_FRAGMENTO DEL TEXTO:_
Digo fallida porque no ha conseguido el objetivo inicial de acabar con el narcotráfico que, por el contrario, se ha esparcido a lo largo y ancho de América Latina como una mancha de sangre; ha sido sí exitosa y funcional a los intereses de Washington al permitirle consolidar sus políticas intervencionistas. Un buen negocio para ellos (los estadounidenses) y malo para nosotros (los latinoamericanos), pues ha generado violencia y corrupción.
El narcotráfico ha dejado de ser un problema de Colombia, Perú y Bolivia, como se afirmaba en los años 90. Hoy toda Latinoamérica está infectada con ese cáncer, desde México hasta la Patagonia. El asesinato del Fiscal antinarcóticos de Paraguay, Marcelo Pecci, fue solo un botón de muestra, igual que el del candidato presidencial ecuatoriano, Fernando Villavicencio. Las estructuras criminales y sus redes de apoyo son más poderosas hoy que nunca. La quimioterapia de las fumigaciones con glifosato - que tanto defienden algunas personas - solo ha servido de abono. También ha fracasado la lucha contra los cárteles. Se desarticula uno y nacen tres, cuatro o cinco, como se probó con los de Medellín y Cali. Se nos hizo creer que el problema eran Pablo Escobar, Carlos Lehder, Rodríguez Gacha y los Rodríguez Orejuela, cuando en realidad es la prohibición.
Apagada la ilusión de las revoluciones de Cuba y Nicaragua, que inspiraron a miles de jóvenes del centro y el sur del continente a alzarse en armas, tras los procesos de paz con las guerrillas el narcotráfico se convirtió en la opción de vida para cientos de miles de ellos sin oportunidades de estudio y de trabajo. Soltaron los fusiles de la revolución para empuñar los de las mafias. Así nacieron las pandillas centroamericanas. Las que Bukele cree acabar rapándoles la cabeza y metiéndolas en las cárceles. Medidas taquilleras porque satisfacen la indignación de la gente asolada por la inseguridad, que podrán servirle para reelegirse, pero que no solucionarán nada. Ecuador vive hoy horas amargas. Su joven presidente Daniel Noboa ha declarado que tiene un “conflicto armado interno”, y decretado el estado de excepción, el mismo que Guillermo Lasso decretó decenas de veces, sin servir siquiera para que el Estado controle las cárceles, según hemos visto esta semana.
Hace unos días, el cardenal Luis José Rueda, arzobispo de Bogotá y presidente de la Conferencia Episcopal de Colombia, en una entrevista a El Tiempo, dijo algo que pasó casi inadvertido. Con relación a la paz total del presidente Petro, afirmó que era partidario de dialogar con el narcotráfico. Esa es la cuestión de fondo. Ecuador debe estudiar la experiencia colombiana. No tiene por qué repetir nuestra historia. Aún está a tiempo de hacer lo que tiene que hacer. Durante años ha visto pelar nuestras barbas, y no ha puesto las suyas en remojo.

_ENTRADAS MOSTRADAS:_
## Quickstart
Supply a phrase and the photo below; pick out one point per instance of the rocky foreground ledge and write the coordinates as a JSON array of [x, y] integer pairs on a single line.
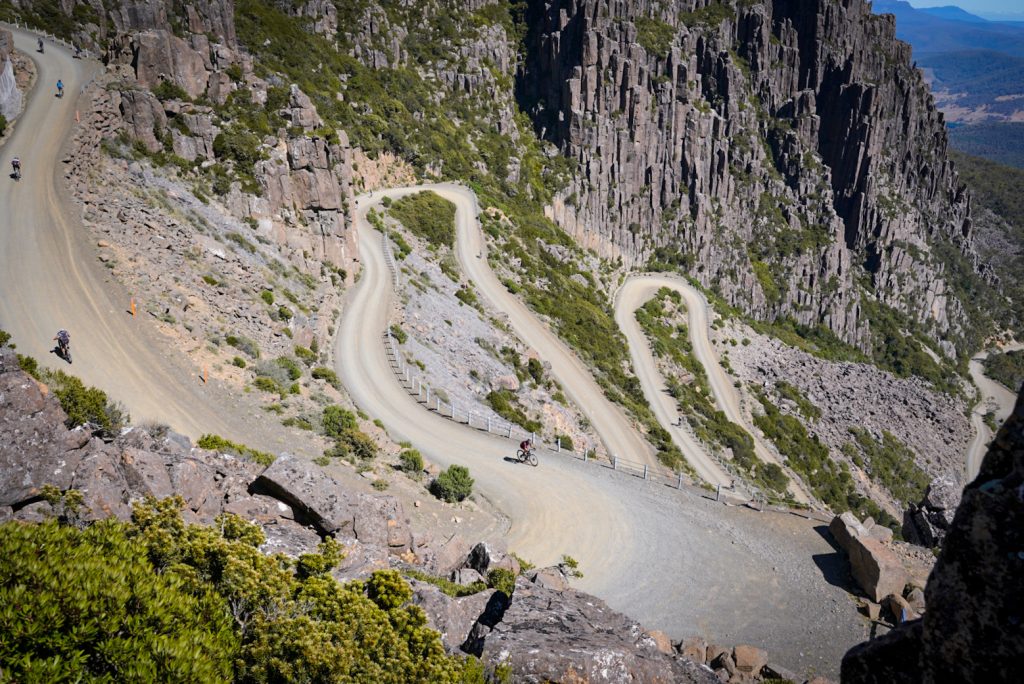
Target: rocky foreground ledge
[[546, 631]]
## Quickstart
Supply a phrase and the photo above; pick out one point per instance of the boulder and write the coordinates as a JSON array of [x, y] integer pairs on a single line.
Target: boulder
[[454, 617], [545, 635], [484, 558], [662, 641], [873, 566], [465, 576], [750, 659], [36, 449], [445, 557], [975, 594], [694, 648], [322, 502], [550, 578]]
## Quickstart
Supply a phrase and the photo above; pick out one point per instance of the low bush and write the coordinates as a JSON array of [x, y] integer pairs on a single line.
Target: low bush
[[215, 442], [427, 215], [453, 484], [411, 461]]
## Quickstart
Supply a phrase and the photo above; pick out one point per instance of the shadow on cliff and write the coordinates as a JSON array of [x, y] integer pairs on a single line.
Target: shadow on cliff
[[835, 566]]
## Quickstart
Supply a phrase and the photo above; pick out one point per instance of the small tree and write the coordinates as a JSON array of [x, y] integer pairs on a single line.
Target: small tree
[[453, 484]]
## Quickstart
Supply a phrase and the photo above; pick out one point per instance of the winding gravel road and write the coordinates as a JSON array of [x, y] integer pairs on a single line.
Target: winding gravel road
[[633, 294], [50, 278], [992, 392], [672, 559], [675, 560]]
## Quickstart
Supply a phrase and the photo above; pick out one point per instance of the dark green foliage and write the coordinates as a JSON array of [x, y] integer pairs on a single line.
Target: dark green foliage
[[892, 464], [427, 215], [307, 356], [1007, 368], [506, 404], [828, 480], [323, 373], [654, 36], [215, 442], [83, 404], [244, 344], [86, 604], [453, 484], [337, 421], [412, 461]]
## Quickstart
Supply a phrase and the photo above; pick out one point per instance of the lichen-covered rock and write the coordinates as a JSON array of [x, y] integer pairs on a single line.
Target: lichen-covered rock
[[975, 595], [545, 635]]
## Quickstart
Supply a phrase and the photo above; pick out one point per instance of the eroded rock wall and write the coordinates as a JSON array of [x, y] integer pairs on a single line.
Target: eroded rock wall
[[787, 151]]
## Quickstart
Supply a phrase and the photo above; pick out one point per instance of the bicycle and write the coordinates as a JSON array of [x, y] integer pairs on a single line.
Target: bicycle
[[526, 456]]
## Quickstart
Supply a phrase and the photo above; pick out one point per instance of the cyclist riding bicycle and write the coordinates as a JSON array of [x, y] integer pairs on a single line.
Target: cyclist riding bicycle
[[64, 343]]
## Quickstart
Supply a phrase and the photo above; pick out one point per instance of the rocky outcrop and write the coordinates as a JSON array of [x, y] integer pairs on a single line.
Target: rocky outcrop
[[926, 523], [777, 150], [546, 635], [875, 567], [975, 595]]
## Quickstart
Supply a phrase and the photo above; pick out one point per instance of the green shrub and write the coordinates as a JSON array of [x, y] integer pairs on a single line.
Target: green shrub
[[244, 344], [307, 356], [427, 215], [1007, 368], [323, 373], [412, 461], [82, 403], [453, 484], [88, 605], [215, 442], [337, 421]]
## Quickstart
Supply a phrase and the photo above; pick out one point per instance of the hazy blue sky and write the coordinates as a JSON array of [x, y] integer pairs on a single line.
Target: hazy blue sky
[[980, 7]]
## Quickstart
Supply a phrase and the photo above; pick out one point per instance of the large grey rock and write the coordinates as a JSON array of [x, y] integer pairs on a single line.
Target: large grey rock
[[35, 446], [546, 635], [322, 502], [975, 594], [454, 617], [872, 564]]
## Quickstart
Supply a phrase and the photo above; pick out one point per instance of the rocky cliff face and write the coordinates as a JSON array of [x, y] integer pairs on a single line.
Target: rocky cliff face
[[785, 154], [971, 632]]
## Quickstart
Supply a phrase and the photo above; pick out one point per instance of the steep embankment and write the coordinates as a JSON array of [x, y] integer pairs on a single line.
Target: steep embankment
[[634, 293], [647, 550], [49, 278]]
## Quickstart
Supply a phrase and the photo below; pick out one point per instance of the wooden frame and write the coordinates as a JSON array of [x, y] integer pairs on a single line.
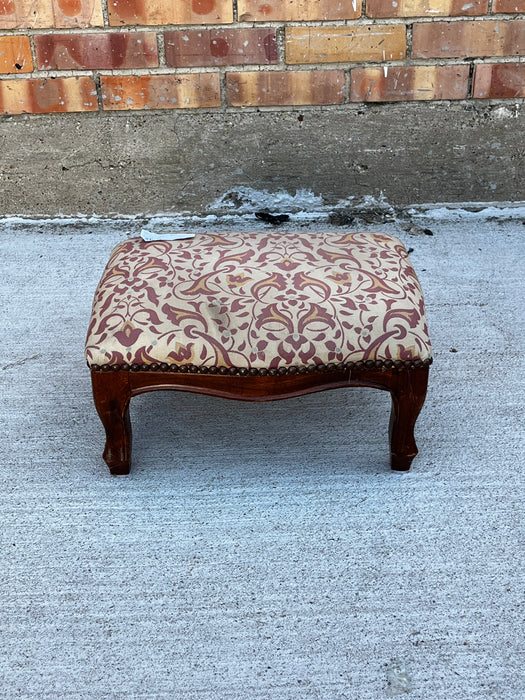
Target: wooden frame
[[113, 387]]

_LO QUE SE PIDE 1:_ Según el fragmento, ¿con qué dijo el cardenal Luis José Rueda que estaba a favor de dialogar?
_LO QUE SE PIDE 2:_ Resume el fragmento en dos oraciones.
Las entradas no tienen nada que ver con el fragmento.

_RESPUESTA ESPERADA 1:_ Con el narcotráfico.

_RESPUESTA ESPERADA 2:_ El fragmento afirma que no se ha logrado acabar con el narcotráfico, que hoy se extiende por toda América Latina y genera violencia y corrupción, y que la lucha contra los cárteles también ha fracasado. Sostiene que el problema de fondo es la prohibición y que Ecuador, que vive horas amargas, debe estudiar la experiencia colombiana para no repetir esa historia.